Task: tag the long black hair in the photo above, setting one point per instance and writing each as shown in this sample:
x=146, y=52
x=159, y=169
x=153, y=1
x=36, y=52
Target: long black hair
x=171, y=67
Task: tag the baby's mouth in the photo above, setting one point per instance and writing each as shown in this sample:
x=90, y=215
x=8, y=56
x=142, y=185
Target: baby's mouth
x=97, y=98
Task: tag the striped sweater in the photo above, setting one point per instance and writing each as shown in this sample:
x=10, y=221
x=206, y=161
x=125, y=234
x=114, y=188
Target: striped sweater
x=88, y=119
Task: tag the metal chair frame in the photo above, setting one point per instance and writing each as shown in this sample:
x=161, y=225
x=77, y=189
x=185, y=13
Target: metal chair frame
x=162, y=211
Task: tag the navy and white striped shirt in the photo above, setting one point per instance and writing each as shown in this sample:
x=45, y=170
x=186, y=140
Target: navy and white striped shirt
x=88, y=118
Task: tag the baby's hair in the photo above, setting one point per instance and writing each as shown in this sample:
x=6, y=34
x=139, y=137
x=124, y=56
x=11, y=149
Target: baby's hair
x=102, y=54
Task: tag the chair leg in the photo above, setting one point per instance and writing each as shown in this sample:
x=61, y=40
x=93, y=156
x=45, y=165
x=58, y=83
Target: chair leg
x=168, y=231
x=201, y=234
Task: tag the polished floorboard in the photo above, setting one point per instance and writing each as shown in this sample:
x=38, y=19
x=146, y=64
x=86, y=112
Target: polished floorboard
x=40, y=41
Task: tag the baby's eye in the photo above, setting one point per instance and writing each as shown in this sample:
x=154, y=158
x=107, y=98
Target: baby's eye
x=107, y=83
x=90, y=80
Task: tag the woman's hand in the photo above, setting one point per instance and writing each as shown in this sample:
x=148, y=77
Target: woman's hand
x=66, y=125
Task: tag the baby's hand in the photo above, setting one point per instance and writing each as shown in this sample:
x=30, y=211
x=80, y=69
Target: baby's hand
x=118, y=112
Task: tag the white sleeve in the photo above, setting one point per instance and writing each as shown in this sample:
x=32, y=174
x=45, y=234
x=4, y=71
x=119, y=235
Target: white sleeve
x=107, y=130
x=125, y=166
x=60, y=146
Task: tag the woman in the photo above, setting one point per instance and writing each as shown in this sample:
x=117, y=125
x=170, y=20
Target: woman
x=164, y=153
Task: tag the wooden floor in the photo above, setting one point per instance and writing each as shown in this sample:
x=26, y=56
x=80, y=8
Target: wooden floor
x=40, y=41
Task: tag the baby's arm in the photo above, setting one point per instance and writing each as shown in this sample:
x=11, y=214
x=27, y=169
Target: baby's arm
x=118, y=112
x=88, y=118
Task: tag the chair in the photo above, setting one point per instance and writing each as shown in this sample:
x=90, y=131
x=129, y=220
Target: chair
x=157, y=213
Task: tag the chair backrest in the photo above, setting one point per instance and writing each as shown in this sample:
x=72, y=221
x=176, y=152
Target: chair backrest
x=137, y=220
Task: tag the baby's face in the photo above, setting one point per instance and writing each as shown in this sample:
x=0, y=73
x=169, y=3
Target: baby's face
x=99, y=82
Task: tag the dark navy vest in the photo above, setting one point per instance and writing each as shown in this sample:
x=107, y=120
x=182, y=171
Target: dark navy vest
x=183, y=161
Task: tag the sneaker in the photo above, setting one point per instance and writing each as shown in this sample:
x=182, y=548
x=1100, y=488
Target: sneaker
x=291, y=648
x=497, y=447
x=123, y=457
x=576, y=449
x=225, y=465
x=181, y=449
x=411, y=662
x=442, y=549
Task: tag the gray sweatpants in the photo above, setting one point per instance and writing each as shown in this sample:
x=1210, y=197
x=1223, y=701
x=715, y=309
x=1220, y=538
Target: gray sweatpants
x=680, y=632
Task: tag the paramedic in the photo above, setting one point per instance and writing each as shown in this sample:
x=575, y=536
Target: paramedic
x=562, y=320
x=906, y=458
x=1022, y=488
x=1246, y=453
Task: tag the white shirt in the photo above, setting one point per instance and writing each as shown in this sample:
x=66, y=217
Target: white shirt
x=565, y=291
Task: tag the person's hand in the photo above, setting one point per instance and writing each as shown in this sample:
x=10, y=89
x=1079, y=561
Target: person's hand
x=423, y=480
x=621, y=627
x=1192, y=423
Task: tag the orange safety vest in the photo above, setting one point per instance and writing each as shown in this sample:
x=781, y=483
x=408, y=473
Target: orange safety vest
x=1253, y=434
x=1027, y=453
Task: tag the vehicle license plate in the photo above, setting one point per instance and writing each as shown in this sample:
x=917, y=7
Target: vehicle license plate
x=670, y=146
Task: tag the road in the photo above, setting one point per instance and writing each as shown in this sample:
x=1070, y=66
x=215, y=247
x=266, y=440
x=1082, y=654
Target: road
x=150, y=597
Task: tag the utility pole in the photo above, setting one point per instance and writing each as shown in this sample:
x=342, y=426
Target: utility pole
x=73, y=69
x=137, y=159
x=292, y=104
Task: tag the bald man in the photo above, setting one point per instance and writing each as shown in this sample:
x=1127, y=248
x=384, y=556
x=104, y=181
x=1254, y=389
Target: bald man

-------------------------

# Required action:
Write every line of the entries again, word for word.

# Worked solution:
Task: tag the long black hair in the photo above, setting one point per instance and writing each as shown in this sample:
x=146, y=52
x=159, y=169
x=153, y=1
x=36, y=52
Target: long black hair
x=171, y=67
Task: tag the baby's mouth in the photo above, setting one point per instance and writing each as shown in this sample:
x=90, y=215
x=8, y=56
x=142, y=185
Target: baby's mouth
x=97, y=98
Task: tag the striped sweater in the photo above, setting one point per instance and writing each as shown in this sample:
x=10, y=221
x=206, y=161
x=125, y=234
x=114, y=188
Target: striped sweater
x=88, y=119
Task: tag the metal chair frame in the photo above, setting one point per instance and writing each as shown in this sample:
x=161, y=225
x=77, y=189
x=185, y=13
Target: metal chair frame
x=162, y=211
Task: tag the navy and white striped shirt in the photo above, setting one point per instance and writing each as shown in this sample:
x=45, y=170
x=186, y=140
Target: navy and white striped shirt
x=88, y=118
Task: tag the baby's hair in the photo above, setting one point per instance and writing each as shown in this sample:
x=6, y=34
x=139, y=137
x=124, y=56
x=11, y=149
Target: baby's hair
x=102, y=54
Task: tag the chair leg in the photo above, setting one point per instance and writing each as shown in this sample:
x=61, y=40
x=93, y=156
x=45, y=165
x=58, y=83
Target: chair leg
x=168, y=231
x=201, y=234
Task: tag the polished floorboard in the photo above, setting one point per instance and writing each as shown in this sample:
x=38, y=19
x=146, y=64
x=86, y=112
Target: polished floorboard
x=40, y=41
Task: tag the baby's eye in the photo above, setting one point per instance and writing each as shown in this sample:
x=154, y=158
x=107, y=98
Target: baby's eye
x=107, y=83
x=90, y=80
Task: tag the woman's hand in the photo above, setting one point per instance and writing each as shown in this sample:
x=148, y=77
Target: woman's hand
x=66, y=125
Task: tag the baby's hand in the photo above, setting one point per instance and writing each as shown in this sample:
x=30, y=211
x=80, y=69
Target: baby's hand
x=118, y=112
Task: tag the white sleeve in the photo above, setting one point per instance and writing each as shown in this sample:
x=32, y=174
x=45, y=234
x=4, y=71
x=119, y=235
Target: white sleeve
x=107, y=130
x=125, y=166
x=60, y=146
Task: tag the woman in the photo above, setting one point per instance and writing each as shown in this sample:
x=117, y=125
x=170, y=20
Target: woman
x=164, y=153
Task: tag the wooden floor in the photo above, setting one point per instance and writing each as shown in this sample:
x=26, y=56
x=80, y=8
Target: wooden floor
x=40, y=41
Task: tag the baby's arm in the photo above, setting one point per instance and writing each as shown in this sample:
x=11, y=214
x=27, y=169
Target: baby's arm
x=118, y=112
x=88, y=118
Task: tag the chair in the photo above, setting one point per instance and writing each as shown in this sample:
x=90, y=131
x=129, y=220
Target: chair
x=157, y=213
Task: tag the chair backrest in the photo above, setting one point per instance and writing each as shown in this sample:
x=72, y=221
x=176, y=152
Target: chair backrest
x=137, y=220
Task: tag the baby's face in the photo above, setting one point per instance and writing each as shown in this sample:
x=0, y=73
x=169, y=3
Target: baby's face
x=99, y=82
Task: tag the dark navy vest in the photo above, setting one point per instance and writing each as shown in this sample:
x=107, y=120
x=182, y=171
Target: dark navy vest
x=183, y=161
Task: tag the sneaker in the photo above, setting one point per instance and writing each as shown in this sample:
x=182, y=548
x=1100, y=488
Target: sneaker
x=291, y=648
x=497, y=447
x=123, y=457
x=576, y=449
x=225, y=465
x=181, y=449
x=411, y=662
x=442, y=549
Task: tag the gray sweatpants in the photo above, setting one point per instance and writing each as shown in this sample:
x=1210, y=197
x=1223, y=701
x=715, y=309
x=1220, y=538
Target: gray sweatpants
x=680, y=632
Task: tag the paramedic in the photo above, setting one point per instance and writing each as shown in this sample:
x=575, y=536
Target: paramedic
x=562, y=320
x=906, y=458
x=1022, y=488
x=1246, y=453
Task: tag the white shirt in the photo above, setting one point per instance and writing each as shown in this sample:
x=66, y=217
Target: white shirt
x=565, y=291
Task: tag the person's hand in the photo above, setting one point per instance and writing each as shown in this sample:
x=10, y=89
x=1079, y=561
Target: person's hand
x=423, y=480
x=621, y=627
x=1192, y=423
Task: tag the orange safety vest in the photo above, setting one point per instance and writing each as shown in this sample:
x=781, y=483
x=408, y=473
Target: orange safety vest
x=1253, y=434
x=1027, y=453
Task: tag the vehicle license plate in the photo above, setting one point per instance and writing each as shown in this sample:
x=917, y=7
Target: vehicle license plate
x=670, y=146
Task: tag the road in the photo above, setting one point per instance and writing each as shown in this sample:
x=1070, y=66
x=215, y=247
x=266, y=440
x=1082, y=654
Target: road
x=150, y=597
Task: tag the utility pole in the photo above, setting one point per instance and writing each as shown in this sample:
x=342, y=426
Target: utility pole
x=73, y=69
x=137, y=159
x=292, y=104
Task: tag the bald man in the photo above, setting one point per instance and writing each as shown in this sample:
x=1127, y=248
x=384, y=556
x=104, y=181
x=1254, y=389
Target: bald man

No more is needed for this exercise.